- [TEXTE FOURNI]
Rolf Leeb: La mobilité est-elle d’une façon générale trop bon marché ?

Daniel Müller­-Jentsch: En principe oui, car aujourd’hui ce n’est pas l’utilisateur qui supporte l’essentiel des coûts de la mobilité mais tout le monde par le biais de subventions financées par les contribuables et des effets externes. Selon des statistiques officielles, le niveau de financement propre sur la route dans le transport des marchandises est de 95 % et dans le transport de personnes de 90 %. Sur le rail, les valeurs sont de 46 % dans le transport des personnes et de 53 % dans le transport des marchandises et donc nettement plus faibles. Une mobilité sur le compte des autres.

Quelles en sont les conséquences pour la mobilité ?

- [À FAIRE] Poursuivez l'entretien ci-dessus sur le coût de la mobilité en reprenant juste après sa dernière phrase.

Enregistrements du jeu de données
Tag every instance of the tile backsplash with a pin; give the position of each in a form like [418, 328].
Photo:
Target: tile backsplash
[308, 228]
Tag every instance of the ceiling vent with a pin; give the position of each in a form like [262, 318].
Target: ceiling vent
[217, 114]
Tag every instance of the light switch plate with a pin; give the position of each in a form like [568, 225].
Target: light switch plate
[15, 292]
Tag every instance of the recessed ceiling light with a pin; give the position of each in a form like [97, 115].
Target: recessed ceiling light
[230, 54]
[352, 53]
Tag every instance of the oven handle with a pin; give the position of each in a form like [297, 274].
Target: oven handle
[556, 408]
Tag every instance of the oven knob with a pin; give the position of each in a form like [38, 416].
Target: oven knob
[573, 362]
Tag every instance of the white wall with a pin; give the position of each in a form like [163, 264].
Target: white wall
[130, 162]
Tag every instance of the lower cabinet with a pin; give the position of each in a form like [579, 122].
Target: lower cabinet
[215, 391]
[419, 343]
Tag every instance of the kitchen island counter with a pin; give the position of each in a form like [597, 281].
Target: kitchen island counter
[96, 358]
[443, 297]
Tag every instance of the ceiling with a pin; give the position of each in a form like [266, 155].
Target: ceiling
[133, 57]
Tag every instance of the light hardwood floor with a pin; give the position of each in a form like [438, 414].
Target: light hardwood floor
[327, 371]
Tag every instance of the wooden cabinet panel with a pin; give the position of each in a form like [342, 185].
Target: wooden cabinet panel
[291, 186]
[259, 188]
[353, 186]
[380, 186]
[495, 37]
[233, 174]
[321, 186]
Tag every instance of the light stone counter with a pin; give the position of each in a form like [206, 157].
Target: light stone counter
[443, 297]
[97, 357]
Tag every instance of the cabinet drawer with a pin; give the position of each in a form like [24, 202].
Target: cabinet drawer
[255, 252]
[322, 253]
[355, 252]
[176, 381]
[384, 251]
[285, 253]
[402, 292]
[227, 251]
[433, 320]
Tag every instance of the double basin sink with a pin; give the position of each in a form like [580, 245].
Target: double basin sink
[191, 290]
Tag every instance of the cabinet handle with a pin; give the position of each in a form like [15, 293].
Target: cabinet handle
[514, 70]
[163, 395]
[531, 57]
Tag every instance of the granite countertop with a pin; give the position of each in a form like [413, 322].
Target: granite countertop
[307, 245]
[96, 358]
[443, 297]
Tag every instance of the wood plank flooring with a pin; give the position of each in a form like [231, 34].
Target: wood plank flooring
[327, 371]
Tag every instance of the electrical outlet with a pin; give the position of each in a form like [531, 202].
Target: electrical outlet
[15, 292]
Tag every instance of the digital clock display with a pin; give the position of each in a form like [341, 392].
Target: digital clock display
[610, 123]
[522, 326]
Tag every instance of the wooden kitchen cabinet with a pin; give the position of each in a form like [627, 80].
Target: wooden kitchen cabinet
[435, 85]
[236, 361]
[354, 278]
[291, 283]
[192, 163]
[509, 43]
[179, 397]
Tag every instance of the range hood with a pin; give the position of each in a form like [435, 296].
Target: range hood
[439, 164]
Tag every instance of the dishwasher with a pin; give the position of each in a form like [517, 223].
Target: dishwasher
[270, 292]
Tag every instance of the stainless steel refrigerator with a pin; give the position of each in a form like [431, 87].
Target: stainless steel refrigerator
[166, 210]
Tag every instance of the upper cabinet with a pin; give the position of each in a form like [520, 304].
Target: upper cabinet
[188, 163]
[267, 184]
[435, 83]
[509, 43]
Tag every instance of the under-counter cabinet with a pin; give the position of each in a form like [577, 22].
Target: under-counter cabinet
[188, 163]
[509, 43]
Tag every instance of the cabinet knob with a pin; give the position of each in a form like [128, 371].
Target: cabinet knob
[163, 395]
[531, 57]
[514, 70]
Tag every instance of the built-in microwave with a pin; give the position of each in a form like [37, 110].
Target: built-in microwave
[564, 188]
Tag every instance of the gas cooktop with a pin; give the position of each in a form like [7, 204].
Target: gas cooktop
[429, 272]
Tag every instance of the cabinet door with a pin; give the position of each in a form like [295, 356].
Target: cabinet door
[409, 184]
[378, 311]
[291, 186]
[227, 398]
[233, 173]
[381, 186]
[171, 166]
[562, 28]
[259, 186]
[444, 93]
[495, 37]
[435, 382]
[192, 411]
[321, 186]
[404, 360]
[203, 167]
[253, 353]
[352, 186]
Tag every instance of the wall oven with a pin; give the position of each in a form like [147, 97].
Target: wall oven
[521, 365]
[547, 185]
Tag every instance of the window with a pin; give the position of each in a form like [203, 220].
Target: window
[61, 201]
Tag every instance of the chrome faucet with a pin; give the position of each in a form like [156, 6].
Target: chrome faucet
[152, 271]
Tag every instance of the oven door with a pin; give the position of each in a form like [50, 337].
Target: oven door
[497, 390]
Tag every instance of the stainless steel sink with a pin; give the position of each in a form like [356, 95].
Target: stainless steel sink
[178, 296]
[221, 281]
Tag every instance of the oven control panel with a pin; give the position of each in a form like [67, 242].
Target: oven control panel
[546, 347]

- [RÉSULTAT OBTENU]
Par le subventionnement du trafic, la politique provoque une «surmobilité». L’augmentation du trafic en Suisse est en décalage par rapport aux paramètres économiques et démographiques qui servaient de base : dans ces deux dernières décennies (1995–2015), la population a augmenté de 18 % et le produit national brut réel de 46 %. Par contre, le kilomètre-voyageur sur rail a augmenté de 76 % et la prestation de circulation sur les routes nationales de 89 %. Si ce rythme de croissance persiste, nous devrons «réajuster» de larges parties des réseaux des infrastructures. Des redevances d’usage plus élevées sont tout indiquées non seulement pour des raisons de vérité sur les prix mais aussi pour restreindre la croissance du trafic et éviter d’investir des sommes gigantesques dans des réaménagements.

Cette vertigineuse croissance du trafic se traduit de plus en plus par des engorgements aux heures de pointe. Dans quelle mesure la tarification de la mobilité permet une meilleure utilisation de l’infrastructure ?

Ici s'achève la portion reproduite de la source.